— START OF Text to read —

THE MIGRATORY BIRD GARDEN & MORE HABITAT, THE SHEDD AQUARIUM with CHRISTINE NYE


Migratory Bird Garden at the Shedd Aquarium, Chicago, Ill. Image courtesy of the Shedd Aquarium, All rights reserved.
 

 

For this week’s third episode in our 5-part series on our gardens as healthy habitats, and we gardeners as important land stewards and biodiversity advocates, we go inland and we get aquatic - on two levels - you’ll see what I mean.

We’re joined this week by Christine Nye, Horticulture Manager at Chicago’s Shedd Aquarium - a Beaux Arts meets state-of-the-art aquarium, originally built in 1930 along the shores of Lake Michigan in Chicago’s Grant Park - on a sister site to the Field Museum and Adler Planetarium. A Migratory Bird Garden is just one of the gardens surrounding the aquarium under Christine’s caring eyes and hands.

Many of these gardens have been directly planned for creating habitat - but as you’ll hear, what she’s been doing at the Shedd Aquarium this last 20 years is a model for her entire region and beyond and - gets to all of the layers we’re intending and striving for when we talk about gardens that create healthy habitat for all creatures.

Christine joins us today from the studios of WBEZ in Chicago.

"Every garden that I’ve conceived of and installed with my own two hands,

and the help of others, is to just bring this point across to people: before

we can have an aquarium and the infrastructure that supports that we have

to have our planet earth. That is why I have the gardens I have, because they help. "

Christine Nye, Horticulture Manager, Shedd Aquarium, Chicago, IL

The Shedd Aquarium was conceived as a gift to the city by businessman John G. Shedd in 1924 along the shores of Lake Michigan in Chicago. Since its first director, Walter Chute developed the broad vision for the endeavor, the mission has always included research, appreciation, and conservation of regional species and ecosystems in addition to the more exotic attention grabbing collections.

In the last 20 years, this mission has actively been manifested through the aquarium's gardens – inside and out. Under the caring direction of Horticultural Manager Christine Nye, the Shedd Aquarium’s more than 13 gardens offer lessons in beauty and healthy habitat for humans and visiting wildlife – including the 1000s of birds who visit – resting and refueling along their migratory pathway known as the Mississippi Flyway. Interestingly, I first learned of Christine’s work in relation to the hops she harvested at the Shedd last year, and which went into a regional batch of the Resilience IPA – conceived by Chico's own Sierra Nevada Brewing as a fundraiser after last year’s Camp Fire.

Christine's visionary Migratory Bird Garden at the Shedd, which now thrives where once up to 40,000 square feet of manicured lawn sat, is just one of the 13 she's developed and oversees. This garden very specifically welcomes and helps to sustain birds passing through on their north and south migrations along the Mississippi Flyway, which stretches from the headwaters of the Mississippi to the Gulf of Mexico.

According to the Audubon Society, "more than 325 bird species make the round-trip each year along the Mississippi Flyway, from their breeding grounds in Canada and the northern United States to their wintering grounds along the Gulf of Mexico and in Central and South America."

As we noted in our conversation, it might seem unlikely to us as plantspeople to go to an aquarium for a good garden experience that expands our understanding, but the Shedd and Christine Nye are modeling exactly why they are positioned perfectly to offer out just that kind of experience. The Shedd’s physical location along the shores of Lake Michigan, their history as a research aquarium in our country, and their mission to "spark compassion, curiosity and conservation for the aquatic animal world" remind all of us that we – and our gardens – are interconnected with the whole web of life –– for better or for worse. We and our gardens can help make this difference between better or worse – for the soil, for the air, for wildlife, and for the watersheds and sources where our aquatic friends make their lives.

— END OF Text to read —
— START OF Records provided —

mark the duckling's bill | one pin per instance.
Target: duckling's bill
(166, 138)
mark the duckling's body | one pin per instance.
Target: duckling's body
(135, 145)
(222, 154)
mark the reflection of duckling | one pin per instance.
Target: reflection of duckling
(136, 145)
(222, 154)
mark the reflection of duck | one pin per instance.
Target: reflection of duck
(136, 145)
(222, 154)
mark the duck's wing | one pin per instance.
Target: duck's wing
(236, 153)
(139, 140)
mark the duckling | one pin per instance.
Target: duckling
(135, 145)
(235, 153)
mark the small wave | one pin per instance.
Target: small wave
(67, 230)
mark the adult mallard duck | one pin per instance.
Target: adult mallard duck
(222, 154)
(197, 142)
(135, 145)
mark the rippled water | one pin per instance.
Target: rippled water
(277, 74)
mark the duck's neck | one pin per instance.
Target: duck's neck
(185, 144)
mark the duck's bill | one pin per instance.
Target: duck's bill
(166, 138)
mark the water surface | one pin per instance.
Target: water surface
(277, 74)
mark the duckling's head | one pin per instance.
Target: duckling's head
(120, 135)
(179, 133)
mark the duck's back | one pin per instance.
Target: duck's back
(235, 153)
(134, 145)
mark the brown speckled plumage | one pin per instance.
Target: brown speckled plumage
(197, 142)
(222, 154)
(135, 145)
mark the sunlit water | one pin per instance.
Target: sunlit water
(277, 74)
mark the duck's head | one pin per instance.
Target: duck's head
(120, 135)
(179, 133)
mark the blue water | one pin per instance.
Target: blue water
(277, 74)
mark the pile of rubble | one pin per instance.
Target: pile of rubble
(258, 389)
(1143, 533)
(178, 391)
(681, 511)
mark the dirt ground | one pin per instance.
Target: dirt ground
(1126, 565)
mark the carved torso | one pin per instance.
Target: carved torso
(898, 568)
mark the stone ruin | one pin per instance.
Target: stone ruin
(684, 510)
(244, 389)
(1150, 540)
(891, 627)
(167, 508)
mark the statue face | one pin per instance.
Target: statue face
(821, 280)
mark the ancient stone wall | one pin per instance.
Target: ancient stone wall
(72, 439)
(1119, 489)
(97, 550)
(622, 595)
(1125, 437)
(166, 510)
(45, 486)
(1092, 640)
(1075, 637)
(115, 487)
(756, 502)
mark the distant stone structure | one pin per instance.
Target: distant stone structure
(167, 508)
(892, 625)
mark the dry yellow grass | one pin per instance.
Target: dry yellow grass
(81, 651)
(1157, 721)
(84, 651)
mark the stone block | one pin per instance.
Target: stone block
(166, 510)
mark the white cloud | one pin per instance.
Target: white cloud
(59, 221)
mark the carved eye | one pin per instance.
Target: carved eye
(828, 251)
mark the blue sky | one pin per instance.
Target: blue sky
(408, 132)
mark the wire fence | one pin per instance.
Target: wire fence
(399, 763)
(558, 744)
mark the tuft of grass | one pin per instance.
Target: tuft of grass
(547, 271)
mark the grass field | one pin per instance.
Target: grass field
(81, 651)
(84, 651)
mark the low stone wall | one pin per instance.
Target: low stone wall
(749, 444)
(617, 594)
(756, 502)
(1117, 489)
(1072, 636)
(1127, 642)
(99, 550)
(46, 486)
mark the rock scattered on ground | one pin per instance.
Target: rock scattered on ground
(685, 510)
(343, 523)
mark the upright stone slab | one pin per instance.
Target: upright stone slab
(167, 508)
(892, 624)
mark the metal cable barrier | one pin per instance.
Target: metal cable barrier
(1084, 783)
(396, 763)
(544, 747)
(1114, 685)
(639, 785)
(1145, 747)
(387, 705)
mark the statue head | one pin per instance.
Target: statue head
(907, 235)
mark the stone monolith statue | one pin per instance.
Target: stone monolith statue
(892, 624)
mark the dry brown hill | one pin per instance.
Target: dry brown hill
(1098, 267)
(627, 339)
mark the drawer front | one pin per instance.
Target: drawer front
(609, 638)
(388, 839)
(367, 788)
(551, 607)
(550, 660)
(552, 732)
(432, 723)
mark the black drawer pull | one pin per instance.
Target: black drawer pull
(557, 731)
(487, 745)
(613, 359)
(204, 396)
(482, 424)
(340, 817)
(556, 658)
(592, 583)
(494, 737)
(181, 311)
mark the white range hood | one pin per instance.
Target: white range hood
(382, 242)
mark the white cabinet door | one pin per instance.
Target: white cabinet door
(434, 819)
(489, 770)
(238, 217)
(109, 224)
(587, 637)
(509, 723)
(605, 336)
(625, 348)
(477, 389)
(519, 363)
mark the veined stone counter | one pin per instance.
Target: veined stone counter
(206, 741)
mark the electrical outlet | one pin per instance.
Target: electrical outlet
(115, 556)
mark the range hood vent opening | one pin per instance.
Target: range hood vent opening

— END OF Records provided —

Set exercise 1:
In the piece on the Shedd Aquarium's gardens, what reason does Christine Nye give for having the gardens she has? Answer in one to three sentences.
Set exercise 2:
In the piece on the Shedd Aquarium's gardens, copy the passage from "to have our" up to and including "attention grabbing collections." word for word.

Reply 1:
She wants people to understand that before there can be an aquarium and the infrastructure that supports it, there has to be our planet earth. She has the gardens she has because they help the planet.

Reply 2:
to have our planet earth. That is why I have the gardens I have, because they help. "

Christine Nye, Horticulture Manager, Shedd Aquarium, Chicago, IL

The Shedd Aquarium was conceived as a gift to the city by businessman John G. Shedd in 1924 along the shores of Lake Michigan in Chicago. Since its first director, Walter Chute developed the broad vision for the endeavor, the mission has always included research, appreciation, and conservation of regional species and ecosystems in addition to the more exotic attention grabbing collections.